FRAGMENTO MOSTRADO:

● ● ● ● ● ● ●

No tendría sentido alguno que yo pretendiera explicar ahora lo que significa Auschwitz en la vida de los europeos del siglo XX y de la humanidad en general. Tampoco fue una finalidad de esclarecimiento o comprensión la que me llevó a visitarlo. Se trataba, sencillamente, de peregrinar, de sumergirme, de com-padecer en lo posible el horror, el sufrimiento, la miseria humana que cientos de miles padecieron y unos cuantos han podido relatar.
El sitio se presenta al visitante con sobriedad digna: espacios limpios; los barracones, ahora vacíos, han sido aprovechados para ilustrar sobre la vida ¡y la muerte! de aquellos miles, hasta más de un millón, de personas, que compusieron (suele olvidarse) disidentes políticos polacos, gitanos sobre todo húngaros, homosexuales y, final y muy especialmente, judíos, de toda edad y condición. Y así hay espacios o expositores con series de fotos de recién ingresados en el campo de exterminio o con montones de enseres o de prótesis personales o de utensilios de higiene personal o útiles de cocina de los mismos... y abundante información también, gráfica, estadística o de otro tipo, sobre el propio campo y otros parecidos.

Impresiona la actitud seria y respetuosa de los numerosos visitantes. Y a mí personalmente me llamó la atención la grata ausencia de propaganda importuna, muy al contrario de lo que me había sucedido el día antes en la visita a las minas de sal de Wieliczka, donde los mineros, según los guías oficiales, se afanaron desde siempre en demostrar su religiosidad, por supuesto católico-romana, construyendo altares, capillas y hasta una casi catedral en aquellas galerías.
El letrero de hierro forjado por los primeros prisioneros, polacos, con la leyenda en alemán "El trabajo hace libres" (o "libera"; pero no, "nos hace libres" ni "os hará libres") fue robado el pasado día 18, cuando me disponía a escribir esta entrada, y hoy, cuando estoy a punto de cerrarla, veo en el periódico que ha sido recuperado.


miércoles, 16 de diciembre de 2009

Diciembre


Me he sorprendido siendo incapaz de escribir algo en este blog desde hace más de seis meses. Cuando alguien me ha preguntado por qué, he contestado siempre lo mismo: "es que estoy en 'sequera'". En sequía, se entiende, de escritura, que en ocasiones puede no equivaler, sino todo lo contrario, como es el caso, a escasez de sentimientos, vivencias o recuerdos que compartir con quienes uno quiere, sino más bien a la abundancia excesiva o al color inesperado de recuerdos, vivencias o sentimientos al llegar en aluvión o, más simplemente, al hecho cierto de que la renuencia a comunicarse alienta la pereza en la comunicación y te hace ir dejando para mañana, procrastinar, lo que querrías hacer hoy.

● ● ● ● ● ● ●

MATERIAL MOSTRADO:

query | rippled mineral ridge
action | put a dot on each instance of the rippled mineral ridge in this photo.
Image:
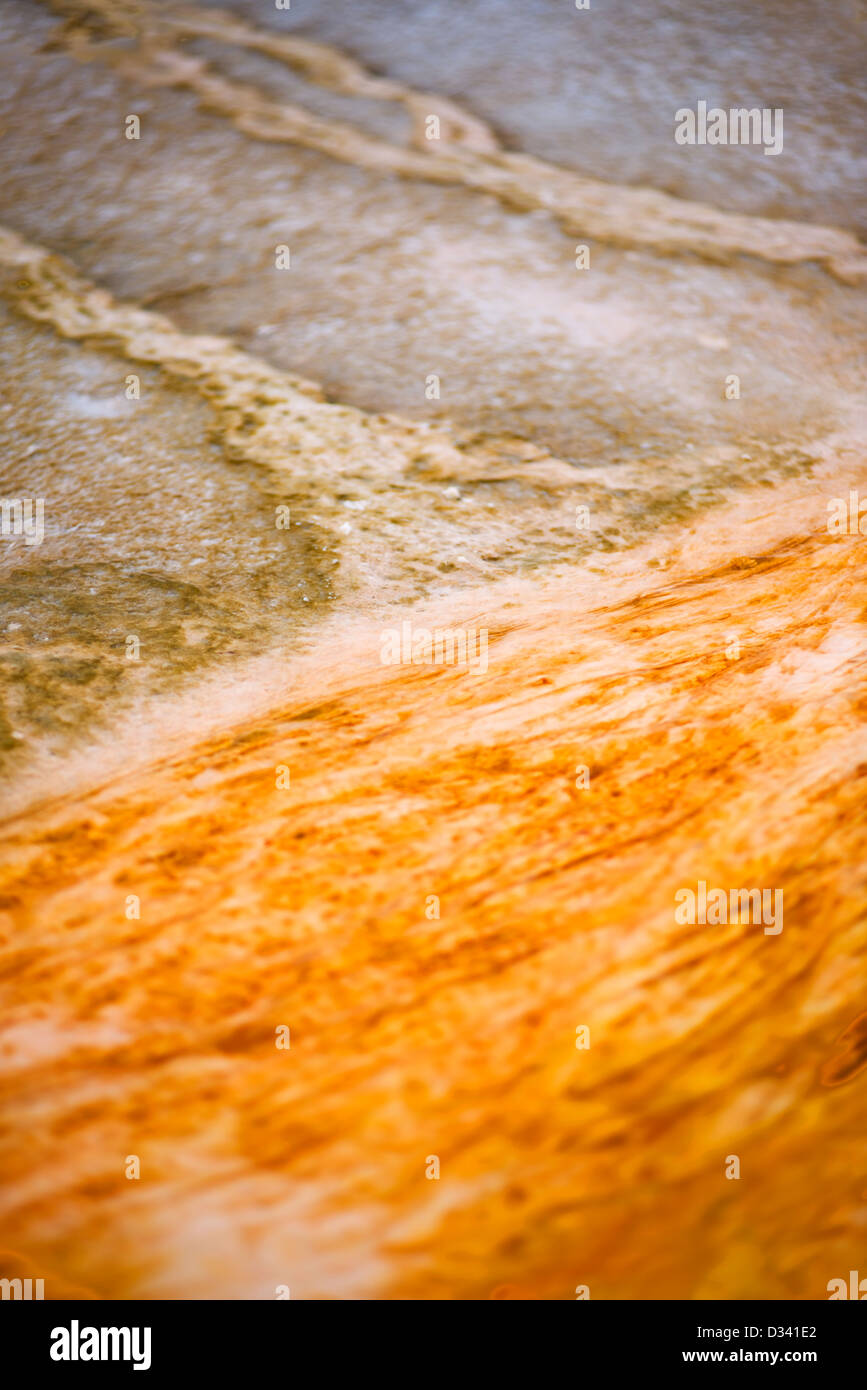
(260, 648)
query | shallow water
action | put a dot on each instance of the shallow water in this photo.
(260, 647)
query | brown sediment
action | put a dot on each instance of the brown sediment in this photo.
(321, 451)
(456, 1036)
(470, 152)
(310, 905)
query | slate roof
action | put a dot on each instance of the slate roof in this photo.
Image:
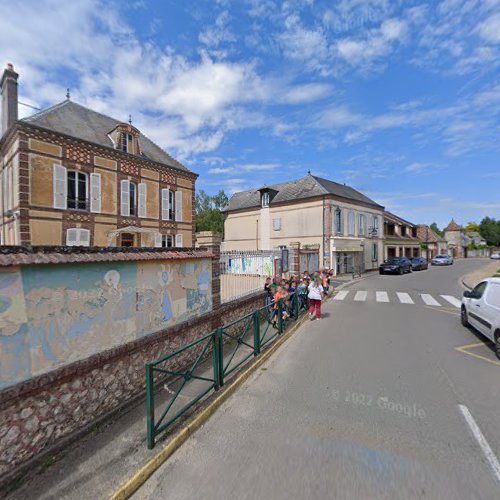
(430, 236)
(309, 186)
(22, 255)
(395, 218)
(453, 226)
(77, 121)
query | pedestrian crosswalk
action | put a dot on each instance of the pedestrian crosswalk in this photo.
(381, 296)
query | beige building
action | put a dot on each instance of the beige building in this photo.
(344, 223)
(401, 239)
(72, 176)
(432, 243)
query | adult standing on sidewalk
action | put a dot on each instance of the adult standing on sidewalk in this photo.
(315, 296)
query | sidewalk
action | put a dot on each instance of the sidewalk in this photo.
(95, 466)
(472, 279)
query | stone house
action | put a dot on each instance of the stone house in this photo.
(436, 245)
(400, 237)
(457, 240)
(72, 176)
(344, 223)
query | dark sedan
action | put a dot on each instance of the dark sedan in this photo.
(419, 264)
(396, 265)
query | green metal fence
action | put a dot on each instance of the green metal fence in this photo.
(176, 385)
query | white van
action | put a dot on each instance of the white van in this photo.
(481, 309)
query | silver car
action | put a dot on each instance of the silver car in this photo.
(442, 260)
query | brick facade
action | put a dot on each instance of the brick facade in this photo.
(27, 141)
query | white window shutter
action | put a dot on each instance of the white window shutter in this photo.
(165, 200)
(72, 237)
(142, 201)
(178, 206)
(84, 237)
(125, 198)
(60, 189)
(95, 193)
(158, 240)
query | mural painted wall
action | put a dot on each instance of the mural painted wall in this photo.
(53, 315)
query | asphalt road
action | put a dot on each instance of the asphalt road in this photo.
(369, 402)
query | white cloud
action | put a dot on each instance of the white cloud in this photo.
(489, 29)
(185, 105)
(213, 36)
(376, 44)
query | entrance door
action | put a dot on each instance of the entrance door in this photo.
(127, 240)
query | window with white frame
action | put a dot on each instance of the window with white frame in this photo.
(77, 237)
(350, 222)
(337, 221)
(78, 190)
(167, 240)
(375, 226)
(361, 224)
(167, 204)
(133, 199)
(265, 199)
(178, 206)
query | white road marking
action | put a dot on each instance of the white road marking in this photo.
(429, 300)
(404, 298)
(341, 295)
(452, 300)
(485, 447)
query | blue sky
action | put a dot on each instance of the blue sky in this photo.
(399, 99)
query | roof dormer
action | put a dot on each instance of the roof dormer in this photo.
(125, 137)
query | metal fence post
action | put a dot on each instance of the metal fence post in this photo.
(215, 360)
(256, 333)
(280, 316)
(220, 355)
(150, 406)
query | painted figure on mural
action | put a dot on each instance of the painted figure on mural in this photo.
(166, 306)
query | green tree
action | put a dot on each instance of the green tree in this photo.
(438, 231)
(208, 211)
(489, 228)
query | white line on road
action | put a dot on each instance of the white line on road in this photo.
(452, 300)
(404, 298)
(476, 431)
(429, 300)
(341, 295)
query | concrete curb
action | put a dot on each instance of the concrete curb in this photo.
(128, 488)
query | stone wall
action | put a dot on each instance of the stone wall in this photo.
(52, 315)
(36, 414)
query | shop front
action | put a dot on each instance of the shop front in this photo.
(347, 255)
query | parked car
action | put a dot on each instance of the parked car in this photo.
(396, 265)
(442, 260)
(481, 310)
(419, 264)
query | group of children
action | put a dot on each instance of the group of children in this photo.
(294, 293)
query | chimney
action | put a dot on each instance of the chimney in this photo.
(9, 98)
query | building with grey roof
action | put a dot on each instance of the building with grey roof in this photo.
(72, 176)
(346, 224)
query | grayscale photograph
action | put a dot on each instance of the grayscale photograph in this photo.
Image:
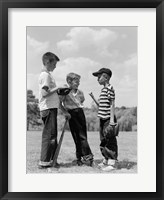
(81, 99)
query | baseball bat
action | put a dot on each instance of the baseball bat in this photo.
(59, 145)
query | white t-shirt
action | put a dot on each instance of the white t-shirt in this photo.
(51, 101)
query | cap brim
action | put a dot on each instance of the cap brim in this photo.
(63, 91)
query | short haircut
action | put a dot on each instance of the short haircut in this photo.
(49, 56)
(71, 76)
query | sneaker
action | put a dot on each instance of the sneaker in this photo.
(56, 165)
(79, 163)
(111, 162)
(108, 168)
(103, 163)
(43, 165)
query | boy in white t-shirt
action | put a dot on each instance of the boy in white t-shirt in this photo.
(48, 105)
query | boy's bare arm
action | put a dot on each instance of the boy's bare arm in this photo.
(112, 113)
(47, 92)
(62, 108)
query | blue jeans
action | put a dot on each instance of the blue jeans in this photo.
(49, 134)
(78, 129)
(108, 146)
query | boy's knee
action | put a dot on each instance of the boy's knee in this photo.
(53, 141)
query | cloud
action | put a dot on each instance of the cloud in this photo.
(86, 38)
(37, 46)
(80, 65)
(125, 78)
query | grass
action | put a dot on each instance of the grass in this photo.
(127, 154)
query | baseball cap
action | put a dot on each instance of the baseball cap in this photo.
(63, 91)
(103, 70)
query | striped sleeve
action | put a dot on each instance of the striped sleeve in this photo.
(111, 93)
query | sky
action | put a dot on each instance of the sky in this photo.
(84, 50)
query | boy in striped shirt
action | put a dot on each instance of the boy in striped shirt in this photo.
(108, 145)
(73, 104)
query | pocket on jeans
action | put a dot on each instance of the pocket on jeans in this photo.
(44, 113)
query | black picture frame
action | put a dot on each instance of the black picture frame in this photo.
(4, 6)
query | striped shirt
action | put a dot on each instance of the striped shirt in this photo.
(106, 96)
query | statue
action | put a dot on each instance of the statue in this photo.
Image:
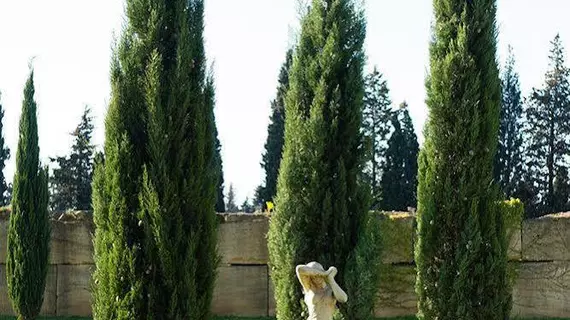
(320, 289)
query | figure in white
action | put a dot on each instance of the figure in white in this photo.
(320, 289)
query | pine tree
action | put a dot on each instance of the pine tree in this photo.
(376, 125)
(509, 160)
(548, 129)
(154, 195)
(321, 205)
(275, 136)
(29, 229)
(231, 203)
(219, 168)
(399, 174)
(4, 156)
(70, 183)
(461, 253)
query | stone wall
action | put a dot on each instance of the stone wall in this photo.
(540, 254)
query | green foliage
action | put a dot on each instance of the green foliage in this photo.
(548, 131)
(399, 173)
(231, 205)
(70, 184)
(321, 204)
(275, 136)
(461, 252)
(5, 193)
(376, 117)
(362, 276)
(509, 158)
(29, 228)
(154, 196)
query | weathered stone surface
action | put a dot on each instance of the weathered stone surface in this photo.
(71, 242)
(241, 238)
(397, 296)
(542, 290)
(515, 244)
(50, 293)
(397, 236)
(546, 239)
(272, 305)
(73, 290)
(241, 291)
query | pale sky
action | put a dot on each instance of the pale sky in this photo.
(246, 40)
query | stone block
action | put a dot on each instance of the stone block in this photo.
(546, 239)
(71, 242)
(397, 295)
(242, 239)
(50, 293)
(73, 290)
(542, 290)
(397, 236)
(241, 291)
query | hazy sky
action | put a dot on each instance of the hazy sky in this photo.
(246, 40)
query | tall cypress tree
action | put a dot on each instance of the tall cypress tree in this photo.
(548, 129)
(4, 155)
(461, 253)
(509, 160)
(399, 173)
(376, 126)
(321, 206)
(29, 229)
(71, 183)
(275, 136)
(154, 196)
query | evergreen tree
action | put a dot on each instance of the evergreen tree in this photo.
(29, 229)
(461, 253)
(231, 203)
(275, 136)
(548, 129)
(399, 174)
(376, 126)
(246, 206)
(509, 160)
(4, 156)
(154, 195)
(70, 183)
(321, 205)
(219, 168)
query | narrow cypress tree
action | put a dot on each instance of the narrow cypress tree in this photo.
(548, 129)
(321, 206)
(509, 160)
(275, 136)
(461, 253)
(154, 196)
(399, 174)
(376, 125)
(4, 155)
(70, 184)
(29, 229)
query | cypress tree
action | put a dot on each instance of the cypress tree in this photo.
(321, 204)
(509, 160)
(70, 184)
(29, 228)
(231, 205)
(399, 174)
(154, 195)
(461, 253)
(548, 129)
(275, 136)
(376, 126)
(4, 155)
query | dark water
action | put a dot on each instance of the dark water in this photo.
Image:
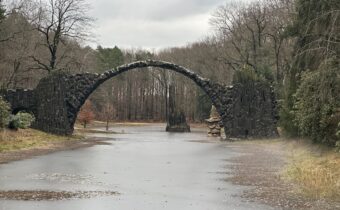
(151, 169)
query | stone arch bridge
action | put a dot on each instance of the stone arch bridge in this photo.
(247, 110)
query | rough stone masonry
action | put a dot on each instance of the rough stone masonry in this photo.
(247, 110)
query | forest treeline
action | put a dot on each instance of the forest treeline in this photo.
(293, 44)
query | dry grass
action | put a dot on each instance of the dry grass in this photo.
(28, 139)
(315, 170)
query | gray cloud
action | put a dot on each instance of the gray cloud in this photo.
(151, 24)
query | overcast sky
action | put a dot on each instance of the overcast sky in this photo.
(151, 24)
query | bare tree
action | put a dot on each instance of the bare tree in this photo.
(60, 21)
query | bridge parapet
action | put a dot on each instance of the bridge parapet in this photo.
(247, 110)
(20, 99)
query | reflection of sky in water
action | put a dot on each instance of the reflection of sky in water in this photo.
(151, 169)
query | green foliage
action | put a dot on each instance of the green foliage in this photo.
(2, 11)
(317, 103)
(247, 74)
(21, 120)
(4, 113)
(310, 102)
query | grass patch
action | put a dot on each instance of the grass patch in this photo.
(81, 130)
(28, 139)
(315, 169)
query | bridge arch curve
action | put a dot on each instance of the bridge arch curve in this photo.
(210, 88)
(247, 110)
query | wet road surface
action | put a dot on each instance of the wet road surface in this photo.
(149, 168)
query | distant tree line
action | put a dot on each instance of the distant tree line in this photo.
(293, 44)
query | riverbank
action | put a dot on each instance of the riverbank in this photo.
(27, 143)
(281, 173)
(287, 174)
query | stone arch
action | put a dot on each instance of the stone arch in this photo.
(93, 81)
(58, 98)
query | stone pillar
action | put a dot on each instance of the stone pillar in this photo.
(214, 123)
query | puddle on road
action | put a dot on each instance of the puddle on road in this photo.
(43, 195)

● ● ● ● ● ● ●

QUÉ HACER:
Por favor, cita literalmente el fragmento sobre Auschwitz desde "El letrero de" hasta "ha sido recuperado.", ambos incluidos.

RESULTADO FINAL:
El letrero de hierro forjado por los primeros prisioneros, polacos, con la leyenda en alemán "El trabajo hace libres" (o "libera"; pero no, "nos hace libres" ni "os hará libres") fue robado el pasado día 18, cuando me disponía a escribir esta entrada, y hoy, cuando estoy a punto de cerrarla, veo en el periódico que ha sido recuperado.